A mulher que disse não ao tradicional papel que lhe queriam
atribuir. Hoje, aos 83 anos, orgulha-se de tudo o que conquistou ao longo da
vida e de como ultrapassou todos os contratempos. Diz que vem de lá atrás mas
muito à frente do seu tempo. As suas frases acabam muitas vezes com uma boa
gargalhada, sempre com a resposta na ponta da língua.
Céu
Neves
08 Março 2021 — 00:17
Tornou-se cantora quando o que se esperava de uma mulher era
que fosse professora. Fugiu de casa quando o marido lhe bateu, ao contrário de
muitas mulheres da sua geração que "comiam e calavam". Teve sempre
opinião, o que não era suposto. Os filhos tinham "mãe incógnita" porque
se os registassem com o seu nome, seriam automaticamente perfilhados pelo
ex-marido com quem tinha casado pela igreja. Não havia divórcio. Simone de
Oliveira conseguiu "a separação judicial de pessoas e bens". Eram os
anos 1960, que, para a artista, não têm qualquer comparação com a atualidade.
Mas sente que ainda falta dar passos para a igualdade de géneros, sobretudo na
política.
Lembra-se da primeira vez em que foi celebrado em
Portugal o Dia Internacional da Mulher?

▸ Dados guardados:
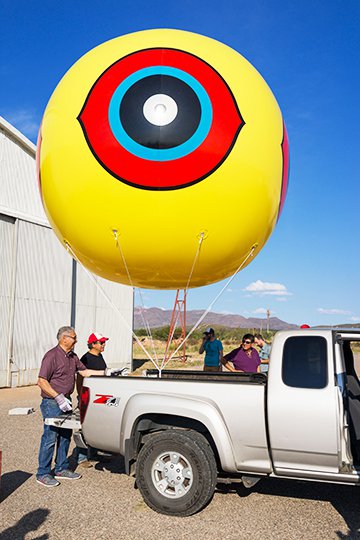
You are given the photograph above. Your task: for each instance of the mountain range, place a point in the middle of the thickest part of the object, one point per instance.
(156, 318)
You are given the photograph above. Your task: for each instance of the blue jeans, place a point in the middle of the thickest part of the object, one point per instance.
(53, 437)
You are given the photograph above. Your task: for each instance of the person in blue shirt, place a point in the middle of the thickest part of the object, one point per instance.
(264, 352)
(213, 351)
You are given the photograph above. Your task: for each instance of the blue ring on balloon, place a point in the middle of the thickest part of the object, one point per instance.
(160, 154)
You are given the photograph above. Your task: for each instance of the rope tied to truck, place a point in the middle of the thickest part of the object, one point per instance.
(195, 326)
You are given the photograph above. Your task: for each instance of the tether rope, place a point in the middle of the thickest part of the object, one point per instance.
(97, 284)
(201, 238)
(209, 307)
(142, 307)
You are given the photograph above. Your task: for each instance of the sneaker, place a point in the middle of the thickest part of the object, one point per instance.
(47, 480)
(85, 464)
(67, 475)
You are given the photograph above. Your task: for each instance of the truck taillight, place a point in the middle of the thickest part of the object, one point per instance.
(84, 402)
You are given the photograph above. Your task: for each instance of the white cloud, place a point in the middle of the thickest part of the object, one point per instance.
(262, 288)
(25, 121)
(333, 311)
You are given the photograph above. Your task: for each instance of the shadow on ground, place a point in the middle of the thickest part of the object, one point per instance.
(345, 499)
(29, 522)
(11, 481)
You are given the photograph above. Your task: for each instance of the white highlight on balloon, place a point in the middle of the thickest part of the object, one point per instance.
(160, 109)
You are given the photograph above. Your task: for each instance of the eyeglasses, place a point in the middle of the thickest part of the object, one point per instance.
(71, 337)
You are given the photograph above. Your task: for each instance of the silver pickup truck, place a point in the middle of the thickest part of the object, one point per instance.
(181, 433)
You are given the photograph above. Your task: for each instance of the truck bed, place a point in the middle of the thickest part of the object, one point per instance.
(223, 376)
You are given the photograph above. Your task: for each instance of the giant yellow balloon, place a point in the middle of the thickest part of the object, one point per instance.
(155, 143)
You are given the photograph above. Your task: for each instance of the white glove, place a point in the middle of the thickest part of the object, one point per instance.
(64, 403)
(115, 372)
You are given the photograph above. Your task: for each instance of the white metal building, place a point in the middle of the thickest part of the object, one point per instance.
(41, 287)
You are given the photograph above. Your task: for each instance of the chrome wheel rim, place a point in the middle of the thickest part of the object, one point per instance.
(172, 475)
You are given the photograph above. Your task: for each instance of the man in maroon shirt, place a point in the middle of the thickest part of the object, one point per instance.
(245, 358)
(56, 381)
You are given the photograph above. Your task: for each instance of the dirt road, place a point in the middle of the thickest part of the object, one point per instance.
(104, 504)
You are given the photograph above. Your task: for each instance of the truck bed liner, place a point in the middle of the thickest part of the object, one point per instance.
(187, 374)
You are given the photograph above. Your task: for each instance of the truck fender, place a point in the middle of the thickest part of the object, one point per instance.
(204, 411)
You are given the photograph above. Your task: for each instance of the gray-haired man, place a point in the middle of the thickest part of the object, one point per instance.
(56, 381)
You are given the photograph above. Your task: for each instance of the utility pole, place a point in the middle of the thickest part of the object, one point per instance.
(268, 320)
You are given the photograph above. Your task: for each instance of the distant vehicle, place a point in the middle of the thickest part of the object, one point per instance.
(181, 433)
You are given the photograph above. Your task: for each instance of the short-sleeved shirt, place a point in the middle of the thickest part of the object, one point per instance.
(243, 362)
(59, 368)
(265, 351)
(93, 361)
(264, 354)
(212, 352)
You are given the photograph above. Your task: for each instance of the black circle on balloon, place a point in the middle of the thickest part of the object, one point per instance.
(149, 135)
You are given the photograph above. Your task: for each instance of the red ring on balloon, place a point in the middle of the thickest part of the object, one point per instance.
(178, 173)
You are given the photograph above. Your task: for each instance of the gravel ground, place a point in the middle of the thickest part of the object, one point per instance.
(104, 504)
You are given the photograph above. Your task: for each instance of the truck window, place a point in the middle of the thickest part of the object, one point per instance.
(305, 362)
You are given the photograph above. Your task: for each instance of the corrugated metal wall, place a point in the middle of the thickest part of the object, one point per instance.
(7, 261)
(36, 286)
(19, 191)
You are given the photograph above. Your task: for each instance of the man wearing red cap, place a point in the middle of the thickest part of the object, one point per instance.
(92, 359)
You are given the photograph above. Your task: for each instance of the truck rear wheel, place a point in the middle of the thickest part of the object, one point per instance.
(176, 472)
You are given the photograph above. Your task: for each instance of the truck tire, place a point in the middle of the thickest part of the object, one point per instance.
(176, 472)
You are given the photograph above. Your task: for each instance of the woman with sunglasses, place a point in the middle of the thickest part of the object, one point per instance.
(244, 358)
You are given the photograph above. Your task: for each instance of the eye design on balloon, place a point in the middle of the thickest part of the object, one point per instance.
(160, 119)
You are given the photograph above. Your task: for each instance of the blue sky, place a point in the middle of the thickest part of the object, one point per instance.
(308, 52)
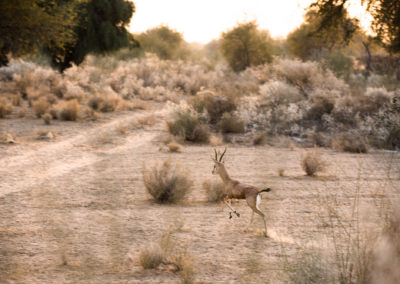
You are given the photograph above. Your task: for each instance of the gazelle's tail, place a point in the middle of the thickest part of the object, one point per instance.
(265, 190)
(258, 200)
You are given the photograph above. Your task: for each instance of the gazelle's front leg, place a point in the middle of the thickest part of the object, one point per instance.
(233, 210)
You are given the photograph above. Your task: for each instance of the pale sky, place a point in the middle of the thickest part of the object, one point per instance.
(202, 21)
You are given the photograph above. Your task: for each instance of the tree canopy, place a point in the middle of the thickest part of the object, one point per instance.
(27, 24)
(245, 46)
(101, 27)
(164, 42)
(386, 19)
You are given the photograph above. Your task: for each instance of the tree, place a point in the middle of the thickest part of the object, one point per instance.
(386, 19)
(310, 41)
(245, 46)
(101, 27)
(164, 42)
(27, 24)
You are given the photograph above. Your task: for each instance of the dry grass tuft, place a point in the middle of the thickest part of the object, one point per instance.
(260, 139)
(5, 107)
(47, 118)
(40, 106)
(350, 142)
(215, 190)
(167, 183)
(174, 147)
(45, 135)
(231, 123)
(151, 257)
(69, 110)
(187, 124)
(216, 140)
(311, 163)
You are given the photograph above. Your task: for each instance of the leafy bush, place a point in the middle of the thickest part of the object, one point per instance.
(167, 183)
(188, 124)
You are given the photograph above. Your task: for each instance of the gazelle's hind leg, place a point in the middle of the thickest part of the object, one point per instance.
(253, 201)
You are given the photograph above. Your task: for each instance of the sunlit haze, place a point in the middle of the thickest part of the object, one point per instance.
(202, 21)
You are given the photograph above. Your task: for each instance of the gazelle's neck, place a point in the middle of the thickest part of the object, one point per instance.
(224, 174)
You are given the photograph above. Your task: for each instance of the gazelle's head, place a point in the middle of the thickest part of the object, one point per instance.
(218, 162)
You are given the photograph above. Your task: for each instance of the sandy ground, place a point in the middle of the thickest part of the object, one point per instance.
(75, 210)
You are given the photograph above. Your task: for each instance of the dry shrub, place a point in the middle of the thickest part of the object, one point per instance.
(151, 257)
(5, 107)
(216, 140)
(107, 103)
(121, 129)
(40, 106)
(167, 183)
(319, 139)
(45, 135)
(311, 163)
(231, 123)
(16, 100)
(214, 105)
(321, 105)
(174, 147)
(260, 139)
(69, 110)
(309, 267)
(386, 255)
(7, 138)
(47, 117)
(215, 190)
(350, 142)
(167, 254)
(188, 124)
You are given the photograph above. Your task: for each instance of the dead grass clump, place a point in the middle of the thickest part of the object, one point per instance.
(5, 107)
(309, 267)
(167, 183)
(7, 138)
(174, 147)
(260, 139)
(69, 110)
(231, 123)
(214, 105)
(350, 142)
(215, 190)
(187, 124)
(386, 255)
(151, 257)
(312, 163)
(47, 118)
(40, 106)
(216, 140)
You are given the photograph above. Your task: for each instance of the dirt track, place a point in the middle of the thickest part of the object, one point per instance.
(74, 210)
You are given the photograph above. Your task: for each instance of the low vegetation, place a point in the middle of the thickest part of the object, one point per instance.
(166, 182)
(215, 190)
(312, 163)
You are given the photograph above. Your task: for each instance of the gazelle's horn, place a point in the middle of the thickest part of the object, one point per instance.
(220, 158)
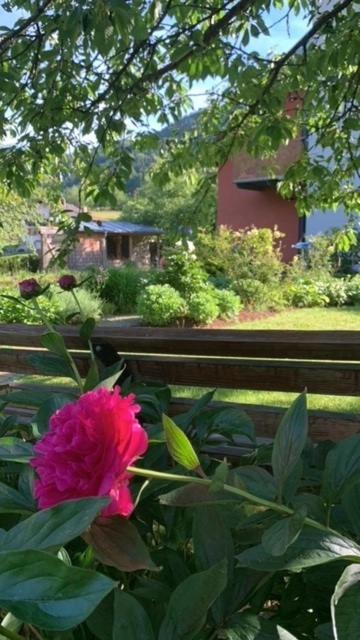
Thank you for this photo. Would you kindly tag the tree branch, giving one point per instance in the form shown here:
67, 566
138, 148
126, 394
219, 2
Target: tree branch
6, 41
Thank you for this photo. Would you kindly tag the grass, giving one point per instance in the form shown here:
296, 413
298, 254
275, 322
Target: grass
307, 319
296, 319
327, 319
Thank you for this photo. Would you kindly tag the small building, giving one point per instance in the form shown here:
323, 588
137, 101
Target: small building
106, 244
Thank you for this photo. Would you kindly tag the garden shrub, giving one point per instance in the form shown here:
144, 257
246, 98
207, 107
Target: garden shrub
11, 312
122, 287
238, 255
203, 307
91, 306
253, 546
19, 262
353, 290
305, 293
184, 272
229, 304
336, 291
161, 305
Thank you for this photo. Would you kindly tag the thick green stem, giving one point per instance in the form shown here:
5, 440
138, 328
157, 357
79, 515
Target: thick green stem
7, 633
241, 493
68, 354
83, 319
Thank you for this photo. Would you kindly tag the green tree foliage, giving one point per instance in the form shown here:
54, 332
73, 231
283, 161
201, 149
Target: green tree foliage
89, 77
175, 207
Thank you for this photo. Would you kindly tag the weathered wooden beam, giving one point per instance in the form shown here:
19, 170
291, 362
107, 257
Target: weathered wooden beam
323, 425
307, 345
326, 378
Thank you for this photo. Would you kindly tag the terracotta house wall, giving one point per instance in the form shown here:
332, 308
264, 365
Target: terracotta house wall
89, 251
241, 208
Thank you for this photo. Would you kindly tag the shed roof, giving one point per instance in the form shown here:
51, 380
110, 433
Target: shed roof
120, 228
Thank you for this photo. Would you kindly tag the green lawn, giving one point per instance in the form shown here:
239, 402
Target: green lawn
327, 319
297, 319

▸ Lista de tarefas:
- A) Copie do texto sobre Simone de Oliveira o trecho que começa em "A mulher que" e termina em "ponta da língua.".
- B) Escreva a parte seguinte do texto sobre Simone de Oliveira, a partir da última frase apresentada.

▸ Respostas:
- A)
A mulher que disse não ao tradicional papel que lhe queriam
atribuir. Hoje, aos 83 anos, orgulha-se de tudo o que conquistou ao longo da
vida e de como ultrapassou todos os contratempos. Diz que vem de lá atrás mas
muito à frente do seu tempo. As suas frases acabam muitas vezes com uma boa
gargalhada, sempre com a resposta na ponta da língua.

- B)
Não me lembro, mas seguramente que foi depois do 25 de Abril. Tudo o que de bom
pode ter acontecido no país foi depois do 25 de Abril. Venho de lá atrás, da
metade do século passado, onde não havia estas comemorações.
Cresceu e tornou-se adulta num país muito diferente do
atual a nível dos direitos das mulheres.
Não há comparação possível. Ser mulher nessa altura era muito complicado. Tinha
que se estar em casa, ser muito boa filha, o que significava ser bem
comportada. Tirar um curso que não podia ser de medicina ou engenharia, uma
mulher devia ser professora, de preferência do liceu ou da instrução primária,
nem químicas nem engenharias, isso era quase um pecado.
Tudo o que a Simone não fez.
Fiz tudo ao contrário. Fui tudo o que as pessoas não queriam.
Refere-se aos seus pais?
Não, antes pelo contrário, não estou a falar dos meus pais, que a única coisa
que queriam era que eu fosse feliz. Fui cantar por causa de um problema muito
complicado na minha vida, um casamento que acabou da pior forma, fiquei muito
doente psicologicamente. Cantar foi uma forma de ultrapassar essa fase e os
meus pais foram verdadeiramente extraordinários. Tiveram que aturar esta filha,
completamente ao contrário do que havia nessa altura.
Aceitaram com naturalidade a separação?
Tive um pai e uma mãe extraordinários, naquela altura, nenhum pai e nenhuma mãe
reagiriam como eles quando lhes apareci em casa. Disse-lhes: "Podem
mandar-me para a rua, eu vou, mas não volto". O meu pai olhou para mim,
tinha uns olhos azuis maravilhosos, e perguntou se era isso que eu queria.
Aceitaram os dois.
Não havia divórcios?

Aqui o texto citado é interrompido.